• [EXERCISE REQUIREMENTS]:
Rewrite every line of the items, from the start through the line containing "[157,50,500,417]", and raise each bounding box coordinate in the answers by 119.

• [SUPPLIED RECORDS]:
--------------------

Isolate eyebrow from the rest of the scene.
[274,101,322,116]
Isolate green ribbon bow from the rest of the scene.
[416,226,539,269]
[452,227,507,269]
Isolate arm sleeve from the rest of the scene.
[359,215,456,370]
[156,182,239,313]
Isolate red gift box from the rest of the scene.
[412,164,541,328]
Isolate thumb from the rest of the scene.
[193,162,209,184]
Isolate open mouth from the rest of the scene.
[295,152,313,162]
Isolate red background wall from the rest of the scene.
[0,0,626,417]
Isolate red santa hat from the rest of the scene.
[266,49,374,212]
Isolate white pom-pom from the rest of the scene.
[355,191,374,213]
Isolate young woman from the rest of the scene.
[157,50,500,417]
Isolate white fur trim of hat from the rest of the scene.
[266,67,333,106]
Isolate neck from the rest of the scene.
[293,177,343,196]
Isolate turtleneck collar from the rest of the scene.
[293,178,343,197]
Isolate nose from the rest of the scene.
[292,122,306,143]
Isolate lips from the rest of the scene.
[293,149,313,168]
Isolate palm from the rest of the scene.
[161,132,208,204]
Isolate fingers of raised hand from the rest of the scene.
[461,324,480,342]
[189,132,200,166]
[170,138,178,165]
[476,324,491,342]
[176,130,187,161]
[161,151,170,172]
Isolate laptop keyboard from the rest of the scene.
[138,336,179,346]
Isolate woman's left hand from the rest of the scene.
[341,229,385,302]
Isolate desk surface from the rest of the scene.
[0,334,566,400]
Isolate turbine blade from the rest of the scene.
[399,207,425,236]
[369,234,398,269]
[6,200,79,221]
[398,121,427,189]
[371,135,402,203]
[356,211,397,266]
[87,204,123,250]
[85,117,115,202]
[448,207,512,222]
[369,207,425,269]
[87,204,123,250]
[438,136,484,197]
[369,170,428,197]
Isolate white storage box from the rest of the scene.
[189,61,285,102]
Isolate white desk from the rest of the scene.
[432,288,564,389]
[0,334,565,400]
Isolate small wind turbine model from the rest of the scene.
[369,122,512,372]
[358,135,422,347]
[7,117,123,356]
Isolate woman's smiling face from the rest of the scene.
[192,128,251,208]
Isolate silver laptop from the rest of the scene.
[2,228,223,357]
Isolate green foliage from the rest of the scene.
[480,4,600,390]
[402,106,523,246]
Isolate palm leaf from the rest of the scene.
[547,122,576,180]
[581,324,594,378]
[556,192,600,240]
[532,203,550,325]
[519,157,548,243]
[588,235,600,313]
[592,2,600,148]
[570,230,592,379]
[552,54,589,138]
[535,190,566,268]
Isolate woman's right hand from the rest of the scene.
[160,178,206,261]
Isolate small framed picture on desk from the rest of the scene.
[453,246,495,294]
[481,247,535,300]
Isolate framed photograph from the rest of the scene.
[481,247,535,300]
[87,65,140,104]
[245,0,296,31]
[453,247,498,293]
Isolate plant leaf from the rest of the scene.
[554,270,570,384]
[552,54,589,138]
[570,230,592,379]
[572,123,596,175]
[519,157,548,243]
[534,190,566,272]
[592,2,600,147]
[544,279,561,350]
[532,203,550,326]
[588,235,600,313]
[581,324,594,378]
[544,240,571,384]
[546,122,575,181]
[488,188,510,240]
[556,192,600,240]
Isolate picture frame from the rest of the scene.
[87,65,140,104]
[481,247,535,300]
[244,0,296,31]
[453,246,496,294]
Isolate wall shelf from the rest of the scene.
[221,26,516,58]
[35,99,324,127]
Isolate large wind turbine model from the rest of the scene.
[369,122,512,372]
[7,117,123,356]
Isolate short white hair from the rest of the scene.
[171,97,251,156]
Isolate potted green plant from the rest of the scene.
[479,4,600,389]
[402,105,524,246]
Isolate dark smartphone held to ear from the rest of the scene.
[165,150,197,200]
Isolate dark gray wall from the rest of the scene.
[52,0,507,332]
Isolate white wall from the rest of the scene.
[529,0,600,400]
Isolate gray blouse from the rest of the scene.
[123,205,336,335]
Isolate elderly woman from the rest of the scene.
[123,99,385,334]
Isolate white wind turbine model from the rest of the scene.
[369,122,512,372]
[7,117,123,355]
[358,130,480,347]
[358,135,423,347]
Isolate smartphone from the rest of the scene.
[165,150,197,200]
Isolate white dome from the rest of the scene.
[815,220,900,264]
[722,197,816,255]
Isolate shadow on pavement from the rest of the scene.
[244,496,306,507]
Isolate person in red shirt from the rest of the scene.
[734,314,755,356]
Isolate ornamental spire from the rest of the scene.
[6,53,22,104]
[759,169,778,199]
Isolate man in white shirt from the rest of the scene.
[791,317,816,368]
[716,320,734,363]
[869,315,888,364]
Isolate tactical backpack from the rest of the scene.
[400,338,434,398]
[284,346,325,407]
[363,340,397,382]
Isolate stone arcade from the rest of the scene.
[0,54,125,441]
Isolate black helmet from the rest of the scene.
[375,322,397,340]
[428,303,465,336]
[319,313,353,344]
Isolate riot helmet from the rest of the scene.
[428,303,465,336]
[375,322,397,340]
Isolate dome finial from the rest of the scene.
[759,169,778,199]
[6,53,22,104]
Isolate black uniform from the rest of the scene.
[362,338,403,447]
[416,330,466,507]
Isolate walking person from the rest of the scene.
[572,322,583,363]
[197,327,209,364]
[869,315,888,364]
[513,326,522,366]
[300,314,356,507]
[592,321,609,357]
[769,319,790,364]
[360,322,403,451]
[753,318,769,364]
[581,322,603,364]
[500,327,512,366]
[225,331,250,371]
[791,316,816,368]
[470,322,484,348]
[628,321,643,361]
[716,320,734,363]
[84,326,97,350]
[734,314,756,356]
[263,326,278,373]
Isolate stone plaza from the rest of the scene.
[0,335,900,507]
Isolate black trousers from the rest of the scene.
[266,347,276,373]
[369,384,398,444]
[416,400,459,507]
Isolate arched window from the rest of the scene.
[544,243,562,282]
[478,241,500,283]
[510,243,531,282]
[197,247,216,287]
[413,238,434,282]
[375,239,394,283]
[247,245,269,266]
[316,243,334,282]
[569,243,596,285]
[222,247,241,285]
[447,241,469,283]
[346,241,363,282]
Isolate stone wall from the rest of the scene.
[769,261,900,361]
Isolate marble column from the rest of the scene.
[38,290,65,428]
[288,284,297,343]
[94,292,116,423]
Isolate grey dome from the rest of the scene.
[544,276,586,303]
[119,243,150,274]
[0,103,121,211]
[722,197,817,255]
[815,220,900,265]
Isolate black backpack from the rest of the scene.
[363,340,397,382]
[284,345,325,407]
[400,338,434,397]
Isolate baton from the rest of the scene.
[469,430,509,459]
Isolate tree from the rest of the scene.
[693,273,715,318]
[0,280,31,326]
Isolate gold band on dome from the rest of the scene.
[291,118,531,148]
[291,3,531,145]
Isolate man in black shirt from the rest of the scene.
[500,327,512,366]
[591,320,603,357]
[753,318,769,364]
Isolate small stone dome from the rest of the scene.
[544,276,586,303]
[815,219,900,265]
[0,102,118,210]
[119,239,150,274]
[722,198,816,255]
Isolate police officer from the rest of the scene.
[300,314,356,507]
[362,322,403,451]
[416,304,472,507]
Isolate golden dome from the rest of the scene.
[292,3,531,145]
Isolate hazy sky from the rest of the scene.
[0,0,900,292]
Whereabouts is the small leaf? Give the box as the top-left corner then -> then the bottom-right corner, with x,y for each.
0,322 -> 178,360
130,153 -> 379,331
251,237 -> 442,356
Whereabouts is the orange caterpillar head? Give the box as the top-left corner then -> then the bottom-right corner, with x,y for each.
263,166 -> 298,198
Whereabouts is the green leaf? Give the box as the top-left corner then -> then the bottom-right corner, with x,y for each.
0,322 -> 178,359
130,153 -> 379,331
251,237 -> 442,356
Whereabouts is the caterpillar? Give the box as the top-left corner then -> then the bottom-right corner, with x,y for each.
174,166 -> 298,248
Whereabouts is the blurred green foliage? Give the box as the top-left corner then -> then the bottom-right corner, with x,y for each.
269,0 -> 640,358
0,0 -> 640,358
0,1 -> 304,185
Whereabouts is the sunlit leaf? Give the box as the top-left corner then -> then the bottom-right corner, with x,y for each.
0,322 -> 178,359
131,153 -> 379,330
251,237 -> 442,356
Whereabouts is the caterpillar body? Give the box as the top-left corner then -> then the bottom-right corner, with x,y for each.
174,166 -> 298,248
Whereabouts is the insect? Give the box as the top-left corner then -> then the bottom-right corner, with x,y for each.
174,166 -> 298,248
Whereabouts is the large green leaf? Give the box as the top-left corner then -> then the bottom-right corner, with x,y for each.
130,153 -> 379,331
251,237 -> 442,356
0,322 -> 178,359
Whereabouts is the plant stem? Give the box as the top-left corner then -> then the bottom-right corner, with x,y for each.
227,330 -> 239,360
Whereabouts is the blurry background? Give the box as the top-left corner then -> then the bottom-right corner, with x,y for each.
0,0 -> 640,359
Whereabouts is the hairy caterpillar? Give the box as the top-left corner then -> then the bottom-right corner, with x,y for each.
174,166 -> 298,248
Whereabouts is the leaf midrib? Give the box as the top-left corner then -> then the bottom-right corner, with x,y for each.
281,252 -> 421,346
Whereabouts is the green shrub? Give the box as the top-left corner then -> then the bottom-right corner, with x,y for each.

--------------------

• [OUTPUT OF THE TASK]:
Isolate eyebrow from the rest of the scene.
[393,220,441,235]
Isolate green ribbon bow from the rest of the scene.
[535,345,658,388]
[571,346,626,388]
Isolate arm sleeve from the rest of the scene.
[478,334,575,489]
[275,301,358,432]
Isolate red gift box from the rest of the scene.
[531,283,660,447]
Isolate thumb from the rest of the scene.
[312,281,328,303]
Isolate open mouth from the rest of the scene.
[414,271,432,281]
Isolate red background wall from the rest of the scene.
[119,119,745,536]
Isolate red santa hat from the rest of the scene.
[385,168,493,331]
Isolate white pom-pom from the rest of the scene.
[474,310,493,332]
Isolate young woman from the rest of the scene.
[276,169,619,536]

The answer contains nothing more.